__Aim of the task__: Pick out every line that contains the word "green" and copy each one out.

Entries from a point annotation set
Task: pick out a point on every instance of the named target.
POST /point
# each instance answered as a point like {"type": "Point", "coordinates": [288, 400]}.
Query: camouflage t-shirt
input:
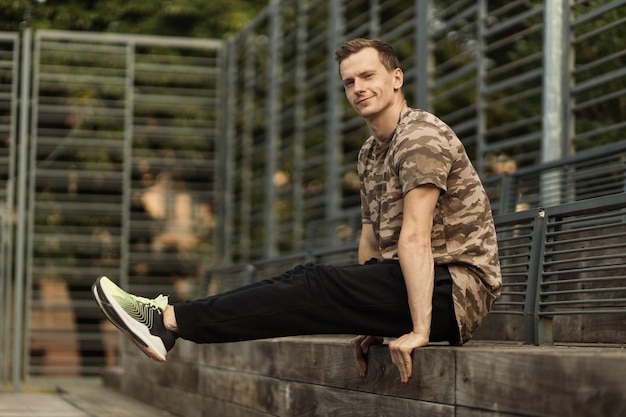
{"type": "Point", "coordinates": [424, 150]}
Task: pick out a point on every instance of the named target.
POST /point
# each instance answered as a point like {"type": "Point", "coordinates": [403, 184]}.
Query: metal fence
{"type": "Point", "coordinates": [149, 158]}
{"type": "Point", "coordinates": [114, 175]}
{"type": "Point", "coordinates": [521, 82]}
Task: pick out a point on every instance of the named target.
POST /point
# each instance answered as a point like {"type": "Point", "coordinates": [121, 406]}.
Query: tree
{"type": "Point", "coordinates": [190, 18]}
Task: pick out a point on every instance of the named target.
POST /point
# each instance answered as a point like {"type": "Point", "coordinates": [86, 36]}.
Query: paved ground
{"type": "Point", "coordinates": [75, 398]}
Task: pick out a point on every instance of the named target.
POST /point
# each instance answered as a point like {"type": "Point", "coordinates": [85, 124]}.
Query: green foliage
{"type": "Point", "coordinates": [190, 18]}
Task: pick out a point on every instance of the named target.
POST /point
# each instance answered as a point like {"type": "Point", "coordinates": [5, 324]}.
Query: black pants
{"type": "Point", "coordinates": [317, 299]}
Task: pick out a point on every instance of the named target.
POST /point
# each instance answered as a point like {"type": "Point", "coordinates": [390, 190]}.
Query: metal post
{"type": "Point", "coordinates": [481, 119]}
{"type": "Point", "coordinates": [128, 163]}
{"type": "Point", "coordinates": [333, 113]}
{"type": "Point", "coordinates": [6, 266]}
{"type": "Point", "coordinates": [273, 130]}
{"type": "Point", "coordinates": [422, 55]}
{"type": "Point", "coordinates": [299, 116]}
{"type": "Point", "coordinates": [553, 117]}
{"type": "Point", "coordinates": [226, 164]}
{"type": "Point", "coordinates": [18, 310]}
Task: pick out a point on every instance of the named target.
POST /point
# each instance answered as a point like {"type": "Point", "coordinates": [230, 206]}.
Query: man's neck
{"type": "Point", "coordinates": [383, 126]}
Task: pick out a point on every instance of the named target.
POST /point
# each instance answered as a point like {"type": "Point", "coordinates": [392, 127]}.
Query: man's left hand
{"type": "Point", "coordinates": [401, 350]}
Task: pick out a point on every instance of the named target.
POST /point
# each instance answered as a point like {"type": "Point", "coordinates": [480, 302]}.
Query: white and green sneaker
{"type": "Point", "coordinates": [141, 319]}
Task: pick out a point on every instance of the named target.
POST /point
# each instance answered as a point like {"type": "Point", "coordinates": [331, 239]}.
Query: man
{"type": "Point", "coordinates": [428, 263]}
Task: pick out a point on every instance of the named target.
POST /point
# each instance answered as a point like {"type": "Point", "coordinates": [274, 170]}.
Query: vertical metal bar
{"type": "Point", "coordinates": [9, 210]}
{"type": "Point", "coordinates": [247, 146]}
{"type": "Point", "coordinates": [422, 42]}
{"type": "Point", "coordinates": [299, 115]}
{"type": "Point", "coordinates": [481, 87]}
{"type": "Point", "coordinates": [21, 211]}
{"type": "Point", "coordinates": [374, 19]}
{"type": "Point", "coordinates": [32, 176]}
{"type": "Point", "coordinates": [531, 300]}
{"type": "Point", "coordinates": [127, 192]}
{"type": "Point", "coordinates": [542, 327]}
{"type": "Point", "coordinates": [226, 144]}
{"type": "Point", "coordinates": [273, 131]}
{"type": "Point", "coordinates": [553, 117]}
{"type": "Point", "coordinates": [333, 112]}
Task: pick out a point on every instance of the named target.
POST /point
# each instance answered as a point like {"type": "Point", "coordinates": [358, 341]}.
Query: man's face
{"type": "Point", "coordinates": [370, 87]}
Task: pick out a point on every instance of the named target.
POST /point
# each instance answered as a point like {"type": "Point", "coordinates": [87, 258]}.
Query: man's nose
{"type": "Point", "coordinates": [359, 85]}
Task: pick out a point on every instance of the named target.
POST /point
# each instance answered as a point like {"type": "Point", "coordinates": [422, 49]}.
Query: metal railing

__Final answer__:
Query: green foliage
Query: white and green sneaker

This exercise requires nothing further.